**SOURCE PASSAGE**
-- START --
# Jane Street: Effect of Delays in Time When Using XGboost? 

**Goal:** 

I wanted to test a few questions. First, I wanted to see if training on part of the Jane Street data effected AUC. I also wanted to see how time effects my XGBoost models ability to predict. I split training data into 4 quarters. Preprocessing included filling NaN's with conditional means based on day. Yeo Johnson Transformation to fix skew. Removal of outliers by keeping data between the 5th and 97th quantiles. The AUC remains low. 

**Findings:** 

1) Time lag did not appear to effect predictive ability of model. 

2) Training on part of the data had a similar AUC to training on all of the data.

**Next Steps:**

1) Make model useable for one test observation at a time.

2) Perform cross validation on model. 

3) Find GPU and Tune Parameters. 

**Helpful Links:**

1) https://www.kaggle.com/dstuerzer/optimization-of-xgboost

2) https://www.datacamp.com/community/tutorials/xgboost-in-python

3) https://www.kaggle.com/saxinou/imbalanced-data-xgboost-tunning



In [None]:
import pandas as pd
import numpy as np
import seaborn as sns
import matplotlib.pyplot as plt
import scipy
from scipy import stats
from sklearn.datasets import make_classification
from sklearn.model_selection import TimeSeriesSplit, GridSearchCV
from sklearn.metrics import roc_auc_score, roc_curve
import xgboost as xgb

In [None]:
features = pd.read_csv('../input/jane-street-yeo-data/features.csv')

In [None]:
outcomes = pd.read_csv('../input/jane-street-yeo-data/outcomes.csv')

In [None]:
def reduce_memory_usage(df):
    
    start_memory = df.memory_usage().sum() / 1024**2
    print(f"Memory usage of dataframe is {start_memory} MB")
    
    for col in df.columns:
        col_type = df[col].dtype
        
        if col_type != 'object':
            c_min = df[col].min()
            c_max = df[col].max()
            
            if str(col_type)[:3] == 'int':
                if c_min > np.iinfo(np.int8).min and c_max < np.iinfo(np.int8).max:
                    df[col] = df[col].astype(np.int8)
                elif c_min > np.iinfo(np.int16).min and c_max < np.iinfo(np.int16).max:
                    df[col] = df[col].astype(np.int16)
                elif c_min > np.iinfo(np.int32).min and c_max < np.iinfo(np.int32).max:
                    df[col] = df[col].astype(np.int32)
                elif c_min > np.iinfo(np.int64).min and c_max < np.iinfo(np.int64).max:
                    df[col] = df[col].astype(np.int64)
            
            else:
                if c_min > np.finfo(np.float16).min and c_max < np.finfo(np.float16).max:
                    df[col] = df[col].astype(np.float16)
-- END --
**SUPPLIED MATERIAL**
-- START --
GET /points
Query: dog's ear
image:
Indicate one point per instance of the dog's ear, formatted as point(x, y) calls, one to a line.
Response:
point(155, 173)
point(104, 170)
-- END --
**AIM OF THE EXERCISE**
From the Jane Street XGBoost write-up, write out word for word the part that opens with the words containing "elif c_min > np.iinfo(np.int16).min" and closes with "df[col] = df[col].astype(np.float16)".

**TASK RESPONSE**
elif c_min > np.iinfo(np.int16).min and c_max < np.iinfo(np.int16).max:
                    df[col] = df[col].astype(np.int16)
                elif c_min > np.iinfo(np.int32).min and c_max < np.iinfo(np.int32).max:
                    df[col] = df[col].astype(np.int32)
                elif c_min > np.iinfo(np.int64).min and c_max < np.iinfo(np.int64).max:
                    df[col] = df[col].astype(np.int64)
            
            else:
                if c_min > np.finfo(np.float16).min and c_max < np.finfo(np.float16).max:
                    df[col] = df[col].astype(np.float16)